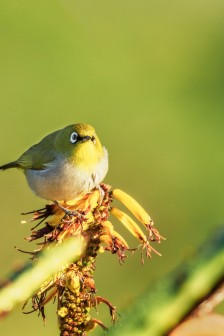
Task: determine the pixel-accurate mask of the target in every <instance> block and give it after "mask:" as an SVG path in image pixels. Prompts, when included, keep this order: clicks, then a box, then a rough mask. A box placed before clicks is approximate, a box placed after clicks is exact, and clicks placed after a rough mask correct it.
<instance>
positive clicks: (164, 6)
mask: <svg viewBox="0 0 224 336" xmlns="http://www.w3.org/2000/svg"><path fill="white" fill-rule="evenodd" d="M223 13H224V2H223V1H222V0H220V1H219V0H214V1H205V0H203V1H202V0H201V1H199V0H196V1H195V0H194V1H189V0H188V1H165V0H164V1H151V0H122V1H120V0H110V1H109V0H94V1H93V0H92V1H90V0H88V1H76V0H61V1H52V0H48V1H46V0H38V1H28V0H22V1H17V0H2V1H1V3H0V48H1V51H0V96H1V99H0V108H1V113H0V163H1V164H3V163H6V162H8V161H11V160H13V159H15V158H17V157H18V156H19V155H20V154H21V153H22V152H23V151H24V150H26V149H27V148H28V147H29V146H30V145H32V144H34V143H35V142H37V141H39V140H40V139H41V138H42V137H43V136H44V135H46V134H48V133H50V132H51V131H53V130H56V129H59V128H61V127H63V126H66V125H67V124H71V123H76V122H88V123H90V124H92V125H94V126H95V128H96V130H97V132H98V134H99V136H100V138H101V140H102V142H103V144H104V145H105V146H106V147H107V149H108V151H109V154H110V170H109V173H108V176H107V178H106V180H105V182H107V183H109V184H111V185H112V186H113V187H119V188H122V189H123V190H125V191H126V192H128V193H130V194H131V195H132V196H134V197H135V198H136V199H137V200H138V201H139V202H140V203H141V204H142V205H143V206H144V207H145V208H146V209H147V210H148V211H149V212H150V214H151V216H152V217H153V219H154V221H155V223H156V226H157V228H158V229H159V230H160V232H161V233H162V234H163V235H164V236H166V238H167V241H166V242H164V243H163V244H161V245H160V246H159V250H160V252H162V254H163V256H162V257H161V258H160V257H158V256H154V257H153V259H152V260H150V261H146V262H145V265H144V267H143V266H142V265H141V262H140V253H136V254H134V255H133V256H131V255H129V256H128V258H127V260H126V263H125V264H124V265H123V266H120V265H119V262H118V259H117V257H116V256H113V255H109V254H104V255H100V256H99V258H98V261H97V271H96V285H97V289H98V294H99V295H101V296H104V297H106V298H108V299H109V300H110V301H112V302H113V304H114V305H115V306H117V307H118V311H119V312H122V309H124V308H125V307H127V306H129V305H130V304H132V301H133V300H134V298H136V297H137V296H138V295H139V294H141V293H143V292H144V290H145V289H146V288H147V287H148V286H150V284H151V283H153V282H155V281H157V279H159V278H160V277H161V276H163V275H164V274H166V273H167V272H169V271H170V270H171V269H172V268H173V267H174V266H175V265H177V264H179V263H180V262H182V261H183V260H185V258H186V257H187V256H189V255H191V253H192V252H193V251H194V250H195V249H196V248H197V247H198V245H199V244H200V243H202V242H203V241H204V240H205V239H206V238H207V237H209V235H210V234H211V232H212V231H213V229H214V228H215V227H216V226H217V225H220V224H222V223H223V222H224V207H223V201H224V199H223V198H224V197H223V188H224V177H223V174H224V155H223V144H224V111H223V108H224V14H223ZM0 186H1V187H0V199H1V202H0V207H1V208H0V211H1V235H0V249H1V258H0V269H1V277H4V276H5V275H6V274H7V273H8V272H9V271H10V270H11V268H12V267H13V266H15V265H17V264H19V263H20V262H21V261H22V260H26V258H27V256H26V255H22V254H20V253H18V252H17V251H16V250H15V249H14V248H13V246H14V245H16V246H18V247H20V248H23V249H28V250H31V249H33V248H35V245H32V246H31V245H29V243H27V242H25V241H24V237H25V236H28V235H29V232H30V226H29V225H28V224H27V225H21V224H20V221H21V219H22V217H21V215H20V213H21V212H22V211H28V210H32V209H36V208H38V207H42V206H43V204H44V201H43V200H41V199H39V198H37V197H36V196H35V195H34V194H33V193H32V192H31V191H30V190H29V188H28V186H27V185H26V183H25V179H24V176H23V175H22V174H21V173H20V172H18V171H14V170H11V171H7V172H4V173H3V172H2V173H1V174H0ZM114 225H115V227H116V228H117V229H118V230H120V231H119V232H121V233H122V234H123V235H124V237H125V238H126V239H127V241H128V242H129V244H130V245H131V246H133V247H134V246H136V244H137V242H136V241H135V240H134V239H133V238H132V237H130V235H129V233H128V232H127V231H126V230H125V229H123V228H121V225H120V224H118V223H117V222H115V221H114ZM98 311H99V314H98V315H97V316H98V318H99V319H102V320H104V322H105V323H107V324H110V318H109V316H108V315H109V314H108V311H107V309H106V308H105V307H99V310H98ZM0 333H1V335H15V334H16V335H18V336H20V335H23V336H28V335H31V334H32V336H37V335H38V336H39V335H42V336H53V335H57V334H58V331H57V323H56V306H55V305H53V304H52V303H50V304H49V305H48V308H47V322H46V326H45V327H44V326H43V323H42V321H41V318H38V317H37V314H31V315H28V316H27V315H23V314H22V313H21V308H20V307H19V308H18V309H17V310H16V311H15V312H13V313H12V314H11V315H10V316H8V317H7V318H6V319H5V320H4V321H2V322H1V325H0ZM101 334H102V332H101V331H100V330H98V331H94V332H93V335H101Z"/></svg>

= = = =

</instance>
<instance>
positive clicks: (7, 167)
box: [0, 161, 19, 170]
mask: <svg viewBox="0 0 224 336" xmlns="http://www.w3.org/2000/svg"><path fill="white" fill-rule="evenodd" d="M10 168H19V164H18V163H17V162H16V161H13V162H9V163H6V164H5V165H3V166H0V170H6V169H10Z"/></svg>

= = = =

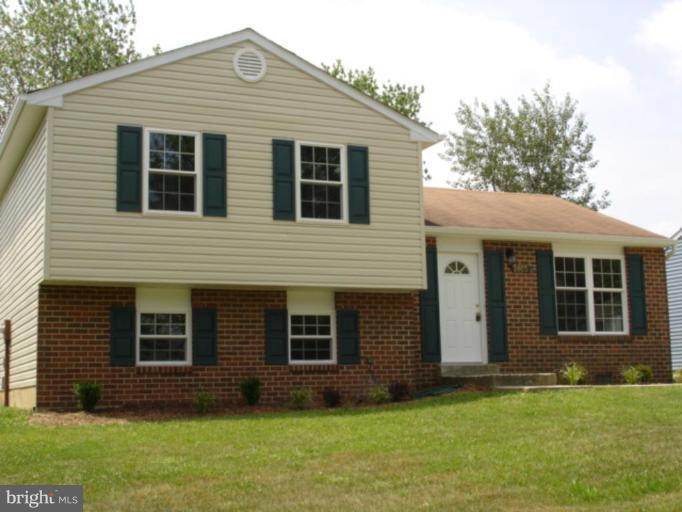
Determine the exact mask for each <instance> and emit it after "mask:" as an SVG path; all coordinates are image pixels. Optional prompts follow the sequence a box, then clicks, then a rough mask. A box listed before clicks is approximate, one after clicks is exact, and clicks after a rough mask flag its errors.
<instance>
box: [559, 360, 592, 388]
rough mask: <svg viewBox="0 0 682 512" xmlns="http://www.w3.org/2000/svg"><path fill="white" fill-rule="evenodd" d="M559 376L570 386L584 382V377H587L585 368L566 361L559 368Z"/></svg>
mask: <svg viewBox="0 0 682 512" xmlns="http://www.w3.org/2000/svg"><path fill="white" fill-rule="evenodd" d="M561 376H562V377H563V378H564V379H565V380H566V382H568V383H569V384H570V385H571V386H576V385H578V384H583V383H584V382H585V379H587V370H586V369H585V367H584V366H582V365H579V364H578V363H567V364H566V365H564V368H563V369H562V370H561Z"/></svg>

= = = =

Cosa fare: Riporta invariata la porzione di dati che si apre con la riga contenente "Determine the exact" e si chiude con la riga contenente "rough mask: <svg", entrambe incluse.

Soluzione:
Determine the exact mask for each <instance> and emit it after "mask:" as an SVG path; all coordinates are image pixels. Optional prompts follow the sequence a box, then clicks, then a rough mask. A box listed before clicks is approximate, one after clicks is exact, and clicks after a rough mask flag its errors.
<instance>
box: [559, 360, 592, 388]
rough mask: <svg viewBox="0 0 682 512" xmlns="http://www.w3.org/2000/svg"><path fill="white" fill-rule="evenodd" d="M559 376L570 386L584 382V377H587L585 368L566 361L559 368Z"/></svg>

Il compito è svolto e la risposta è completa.